• [Study text]:
*** Begin section ***

From cells to limbs, UK center studies war injuries

A new center at Imperial College London works to understand injuries from explosions and to mitigate their damage. On 7 December the Royal British Legion announced it would put £5 million ($7.8 million) over five years into the new Centre for Blast Injury Studies; it is the first time that the charity, which looks after the interests of veterans, is investing in basic research. Imperial College is providing an additional £3 million, and the UK defense ministry is paying the salaries of participating military surgeons.

*** End section ***

• [To do]: Say whether each statement agrees with the blast injury article, answering yes or no and quoting the deciding words: (a) The Royal British Legion will fund the center over five years. (b) The charity has often invested in basic research before. (c) The UK defense ministry is giving the extra £3 million. The items that come next are separate material with no link to the blast injury article.

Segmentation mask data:
*** Begin section ***

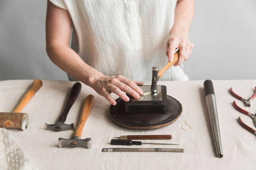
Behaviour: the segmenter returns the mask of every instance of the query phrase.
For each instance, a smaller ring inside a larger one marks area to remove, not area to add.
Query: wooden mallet
[[[20,112],[42,85],[41,80],[34,80],[12,112],[0,113],[0,127],[25,130],[28,125],[28,115]]]

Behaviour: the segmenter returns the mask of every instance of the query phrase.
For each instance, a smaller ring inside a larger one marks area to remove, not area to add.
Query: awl
[[[126,145],[130,146],[132,145],[141,145],[143,144],[150,145],[178,145],[179,144],[172,144],[171,143],[142,143],[141,141],[133,141],[131,140],[126,139],[112,139],[111,141],[112,145]]]
[[[119,138],[120,139],[171,139],[172,135],[128,135],[121,136],[120,137],[114,137],[114,138]]]

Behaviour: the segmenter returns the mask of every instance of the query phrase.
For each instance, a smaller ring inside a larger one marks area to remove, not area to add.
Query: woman
[[[48,0],[46,51],[70,80],[114,105],[112,92],[138,98],[143,83],[137,81],[151,80],[152,67],[172,61],[177,48],[176,66],[161,80],[188,80],[181,65],[193,47],[188,37],[194,11],[193,0]]]

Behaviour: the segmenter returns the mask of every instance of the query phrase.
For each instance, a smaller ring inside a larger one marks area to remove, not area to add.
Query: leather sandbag
[[[133,129],[152,129],[170,124],[180,116],[182,106],[179,101],[167,97],[167,112],[165,114],[127,114],[124,101],[120,98],[116,100],[116,105],[111,105],[109,111],[111,118],[120,125]]]

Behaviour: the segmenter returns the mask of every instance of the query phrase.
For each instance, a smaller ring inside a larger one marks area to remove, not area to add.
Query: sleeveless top
[[[50,1],[69,13],[71,47],[104,74],[151,81],[152,67],[160,70],[168,62],[165,48],[176,0]],[[188,80],[182,67],[171,67],[159,80]]]

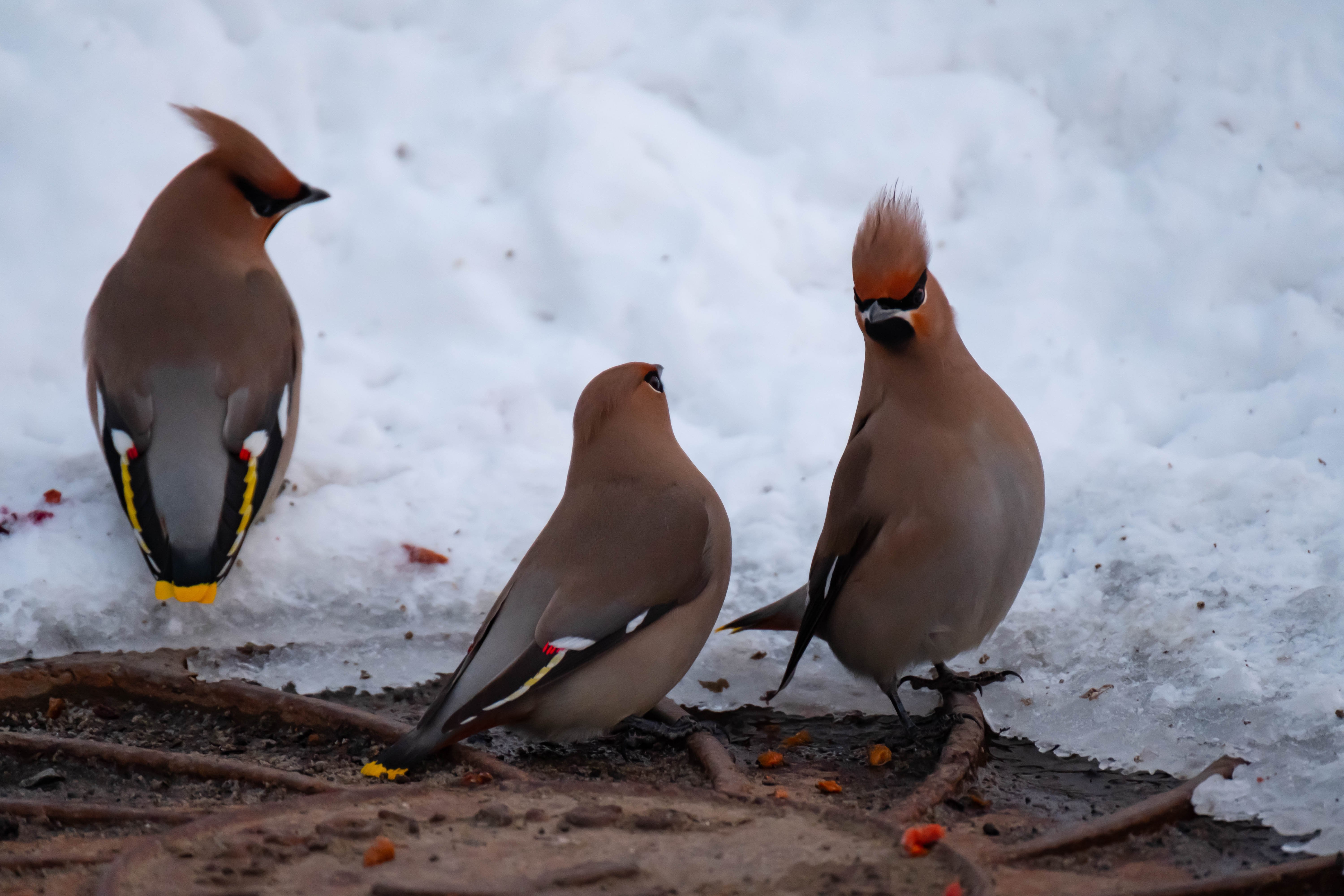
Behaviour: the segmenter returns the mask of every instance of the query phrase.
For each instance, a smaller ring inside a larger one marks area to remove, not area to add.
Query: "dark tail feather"
[[[715,631],[731,629],[732,634],[747,629],[767,629],[773,631],[797,631],[802,625],[802,611],[808,609],[808,586],[786,594],[774,603],[767,603],[759,610],[753,610],[745,617],[738,617],[727,625],[722,625]]]

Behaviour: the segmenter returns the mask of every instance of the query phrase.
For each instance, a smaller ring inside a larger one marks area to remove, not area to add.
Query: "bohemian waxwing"
[[[868,676],[902,721],[898,676],[966,689],[946,660],[977,646],[1017,596],[1040,540],[1044,478],[1031,429],[957,336],[929,273],[919,207],[883,191],[853,243],[863,384],[808,584],[722,626],[798,633],[782,689],[813,635]],[[903,680],[902,680],[903,681]]]
[[[364,774],[508,725],[581,739],[653,708],[699,656],[732,560],[714,486],[672,434],[663,368],[599,373],[564,494],[425,717]]]
[[[85,361],[155,596],[211,603],[297,435],[304,341],[266,236],[327,193],[227,118],[179,109],[214,148],[159,193],[108,273]]]

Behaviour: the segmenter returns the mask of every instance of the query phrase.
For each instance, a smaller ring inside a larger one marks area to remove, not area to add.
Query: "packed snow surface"
[[[628,360],[665,365],[732,520],[722,619],[774,599],[857,395],[853,230],[899,179],[1046,465],[1030,578],[953,665],[1019,669],[984,704],[1046,747],[1246,758],[1202,811],[1341,849],[1341,95],[1327,3],[4,4],[0,654],[206,645],[302,692],[450,670],[559,498],[579,391]],[[214,606],[153,600],[83,394],[89,302],[203,150],[168,102],[332,193],[270,240],[302,423]],[[714,635],[673,696],[759,701],[789,643]],[[888,711],[823,643],[777,705]]]

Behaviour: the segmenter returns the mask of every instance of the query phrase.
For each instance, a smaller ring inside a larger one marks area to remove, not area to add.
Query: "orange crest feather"
[[[199,106],[179,106],[196,128],[215,145],[211,152],[231,173],[250,180],[258,189],[276,199],[298,195],[300,181],[276,154],[242,125]]]
[[[853,238],[853,287],[859,298],[900,298],[929,266],[929,236],[919,203],[884,187]]]

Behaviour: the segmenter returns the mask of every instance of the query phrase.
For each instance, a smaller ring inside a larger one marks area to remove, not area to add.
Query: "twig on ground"
[[[339,785],[297,771],[281,771],[267,766],[255,766],[237,759],[216,759],[200,754],[165,752],[109,744],[101,740],[77,740],[74,737],[51,737],[47,735],[26,735],[13,731],[0,731],[0,751],[22,754],[54,754],[62,751],[67,756],[81,759],[102,759],[118,766],[136,766],[168,775],[191,775],[194,778],[222,778],[226,780],[246,780],[255,785],[288,787],[302,794],[320,794],[344,790]]]
[[[117,857],[117,853],[27,853],[24,856],[0,856],[0,868],[24,870],[28,868],[60,868],[62,865],[102,865]]]
[[[83,823],[153,822],[159,825],[185,825],[210,814],[208,809],[134,809],[112,803],[82,803],[71,799],[0,799],[0,815],[20,818],[50,818],[51,821]]]
[[[688,713],[676,705],[671,697],[663,697],[649,715],[657,721],[671,725]],[[685,739],[685,747],[704,766],[704,770],[710,772],[710,779],[714,782],[715,790],[735,797],[751,794],[751,782],[738,771],[737,763],[732,762],[732,755],[723,748],[723,744],[714,735],[707,731],[698,731]]]
[[[199,681],[187,670],[195,649],[153,653],[87,653],[54,660],[17,660],[0,665],[0,707],[44,709],[51,697],[114,696],[159,705],[192,707],[245,717],[276,717],[282,723],[320,731],[352,728],[383,743],[395,743],[410,725],[339,703],[285,693],[247,681]],[[453,760],[488,771],[500,779],[527,780],[528,775],[496,756],[453,744]]]
[[[980,703],[970,693],[948,695],[948,712],[957,721],[942,747],[938,764],[923,779],[913,794],[883,813],[883,819],[892,826],[909,825],[952,797],[961,782],[970,774],[985,748],[985,716]]]
[[[1191,806],[1189,797],[1195,793],[1195,789],[1212,775],[1231,778],[1232,770],[1243,764],[1246,763],[1242,759],[1222,756],[1220,759],[1215,759],[1204,771],[1167,793],[1154,794],[1148,799],[1142,799],[1133,806],[1095,821],[1068,825],[1024,844],[1015,844],[993,852],[986,850],[982,858],[993,862],[1015,862],[1052,853],[1077,852],[1089,846],[1121,840],[1132,833],[1152,830],[1176,821],[1193,818],[1195,807]]]

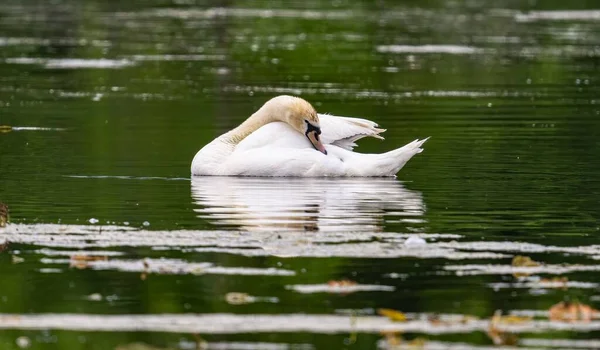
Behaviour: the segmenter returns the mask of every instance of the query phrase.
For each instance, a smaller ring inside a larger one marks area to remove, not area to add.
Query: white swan
[[[277,96],[237,128],[204,146],[192,175],[394,176],[427,141],[415,140],[381,154],[352,152],[355,141],[383,139],[365,119],[317,114],[307,101]]]

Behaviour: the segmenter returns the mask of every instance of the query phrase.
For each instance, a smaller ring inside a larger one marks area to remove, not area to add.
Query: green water
[[[600,308],[598,33],[592,1],[3,2],[2,348],[394,348],[360,317]],[[203,145],[278,94],[387,129],[359,152],[431,139],[397,179],[190,180]],[[411,234],[427,248],[407,247]],[[107,260],[70,266],[94,251]],[[547,268],[519,280],[502,270],[518,254]],[[568,288],[536,285],[561,276]],[[293,288],[343,279],[393,290]],[[275,299],[236,305],[232,292]],[[177,323],[222,314],[249,328]],[[283,319],[261,329],[244,315]],[[403,337],[493,346],[487,326],[450,325]],[[585,342],[598,321],[514,332],[523,348],[600,346]]]

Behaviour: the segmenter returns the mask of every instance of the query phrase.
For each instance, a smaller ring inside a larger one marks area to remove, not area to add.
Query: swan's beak
[[[317,132],[317,130],[307,132],[306,137],[308,137],[308,140],[310,141],[310,143],[313,144],[313,147],[317,151],[319,151],[323,154],[327,154],[327,150],[325,149],[325,146],[323,146],[323,144],[321,143],[321,140],[319,140],[319,132]]]

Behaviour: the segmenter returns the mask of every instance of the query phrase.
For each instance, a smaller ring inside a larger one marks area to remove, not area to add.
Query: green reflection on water
[[[370,118],[388,129],[384,142],[365,140],[360,152],[382,152],[432,136],[426,151],[399,174],[426,207],[419,232],[457,233],[473,241],[594,244],[600,226],[599,24],[581,16],[538,20],[535,11],[595,6],[591,1],[502,1],[494,8],[484,1],[3,4],[0,125],[65,130],[0,134],[0,200],[10,205],[13,223],[87,224],[96,218],[132,227],[147,221],[150,229],[221,228],[193,211],[199,204],[186,180],[190,161],[202,145],[265,100],[288,93],[301,94],[321,112]],[[518,20],[519,15],[530,20]],[[400,45],[450,48],[419,53]],[[475,53],[468,53],[471,49]],[[18,60],[23,57],[39,60]],[[129,65],[56,68],[65,58]],[[92,178],[72,177],[79,175]],[[148,176],[166,179],[140,179]],[[397,219],[380,215],[377,229],[405,232],[407,225]],[[47,266],[37,248],[13,244],[0,255],[0,312],[333,313],[389,307],[488,317],[496,309],[546,310],[565,296],[596,300],[594,289],[552,289],[542,295],[527,289],[494,291],[489,283],[512,277],[437,275],[444,259],[248,258],[121,249],[131,258],[248,267],[281,263],[297,272],[295,277],[150,275],[143,281],[135,273],[66,265],[59,274],[40,273]],[[17,250],[24,251],[26,261],[13,265],[10,254]],[[593,263],[561,254],[537,258]],[[300,273],[303,269],[307,272]],[[392,272],[409,277],[382,277]],[[599,282],[589,272],[568,277]],[[343,278],[391,284],[396,292],[301,295],[284,288]],[[277,296],[281,302],[232,306],[223,300],[231,291]],[[92,293],[118,298],[94,303],[85,299]],[[596,333],[544,336],[593,339]],[[174,346],[179,341],[178,335],[61,331],[52,332],[58,340],[48,341],[45,333],[9,331],[0,341],[15,348],[21,334],[37,339],[39,348],[87,349],[89,342],[107,348],[132,341]],[[89,342],[82,343],[80,336]],[[209,340],[339,348],[344,338],[299,333]],[[372,348],[377,338],[360,335],[349,347]],[[490,343],[478,333],[439,338]]]

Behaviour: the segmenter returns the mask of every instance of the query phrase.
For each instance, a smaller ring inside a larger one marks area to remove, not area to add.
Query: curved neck
[[[225,133],[223,137],[229,143],[237,145],[248,135],[258,130],[263,125],[269,124],[274,121],[279,121],[278,118],[274,117],[273,113],[268,113],[264,108],[259,109],[246,119],[237,128]]]

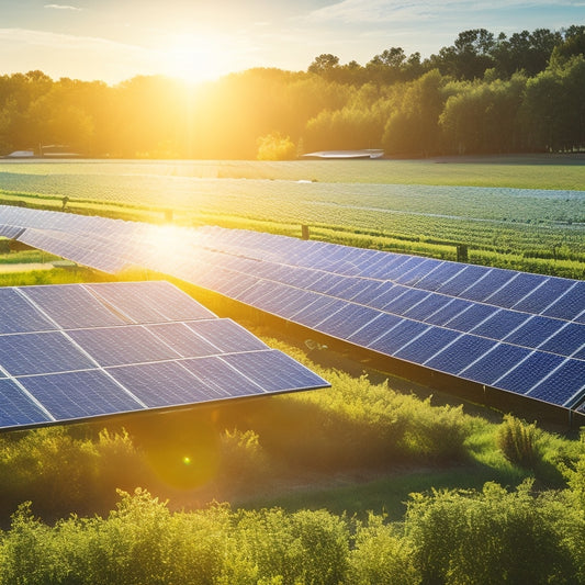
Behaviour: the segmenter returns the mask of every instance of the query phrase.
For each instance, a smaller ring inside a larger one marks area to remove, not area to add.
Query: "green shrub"
[[[536,424],[527,424],[506,415],[497,430],[497,446],[504,457],[520,468],[535,470],[541,461],[539,440],[541,432]]]
[[[567,509],[563,494],[535,497],[530,491],[526,482],[513,493],[486,484],[481,493],[414,495],[405,530],[423,582],[575,583],[582,553],[566,536],[583,530],[583,518]]]
[[[382,516],[370,514],[358,525],[356,547],[349,555],[348,583],[355,585],[415,585],[420,573],[414,565],[409,540],[397,536],[396,528]]]

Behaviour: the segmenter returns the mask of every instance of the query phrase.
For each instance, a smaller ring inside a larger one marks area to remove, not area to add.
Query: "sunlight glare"
[[[217,40],[201,35],[178,35],[164,52],[166,74],[199,83],[217,78],[222,71],[222,47]]]

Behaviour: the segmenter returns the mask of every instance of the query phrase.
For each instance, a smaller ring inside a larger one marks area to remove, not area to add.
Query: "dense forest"
[[[320,149],[387,156],[585,148],[585,26],[464,31],[421,59],[317,56],[306,71],[249,69],[191,87],[164,77],[0,77],[0,155],[66,145],[88,157],[286,159]]]

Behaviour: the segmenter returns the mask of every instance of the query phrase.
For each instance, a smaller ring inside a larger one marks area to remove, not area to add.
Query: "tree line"
[[[317,56],[306,71],[255,68],[200,86],[117,86],[42,71],[0,77],[0,155],[65,145],[88,157],[284,159],[322,149],[387,156],[585,147],[585,26],[507,37],[464,31],[426,59]]]

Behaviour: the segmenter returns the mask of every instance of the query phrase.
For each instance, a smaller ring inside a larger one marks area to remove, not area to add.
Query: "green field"
[[[0,164],[0,201],[217,224],[570,278],[585,274],[585,165],[566,157]]]

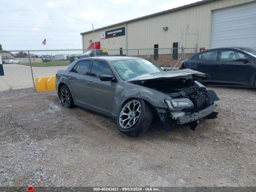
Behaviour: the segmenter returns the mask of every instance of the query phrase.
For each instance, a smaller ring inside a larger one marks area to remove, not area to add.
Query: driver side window
[[[90,75],[98,78],[102,75],[113,76],[112,72],[106,63],[97,61],[94,61],[92,63]]]

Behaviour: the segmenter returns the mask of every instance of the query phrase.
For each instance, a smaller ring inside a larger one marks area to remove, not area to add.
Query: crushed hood
[[[144,74],[128,81],[128,82],[162,79],[192,79],[194,80],[206,81],[210,76],[203,73],[192,69],[182,69],[172,71],[164,71],[157,73]]]

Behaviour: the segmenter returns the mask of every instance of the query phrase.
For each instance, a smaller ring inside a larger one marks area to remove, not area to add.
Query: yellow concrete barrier
[[[36,78],[36,92],[53,91],[55,90],[55,76]]]

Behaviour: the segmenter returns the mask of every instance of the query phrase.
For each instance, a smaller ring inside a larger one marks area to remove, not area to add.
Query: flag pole
[[[48,55],[48,48],[47,48],[47,41],[46,41],[46,38],[45,38],[45,45],[46,46],[46,53]]]

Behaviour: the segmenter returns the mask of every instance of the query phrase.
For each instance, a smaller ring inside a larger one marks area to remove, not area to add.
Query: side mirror
[[[111,81],[114,80],[115,78],[111,75],[102,75],[100,76],[100,79],[102,81]]]
[[[162,67],[162,66],[160,66],[159,67],[160,68],[161,68],[163,70],[164,70],[164,71],[165,71],[165,69],[164,68],[164,67]]]
[[[244,63],[247,63],[249,61],[249,59],[246,57],[241,57],[238,59],[239,61],[243,61]]]

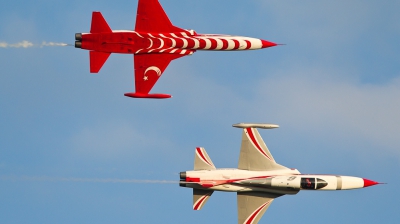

*** End section ***

• [Response]:
(a) Yes: "put £5 million ($7.8 million) over five years into the new Centre for Blast Injury Studies"
(b) No: "it is the first time that the charity, which looks after the interests of veterans, is investing in basic research"
(c) No: "Imperial College is providing an additional £3 million"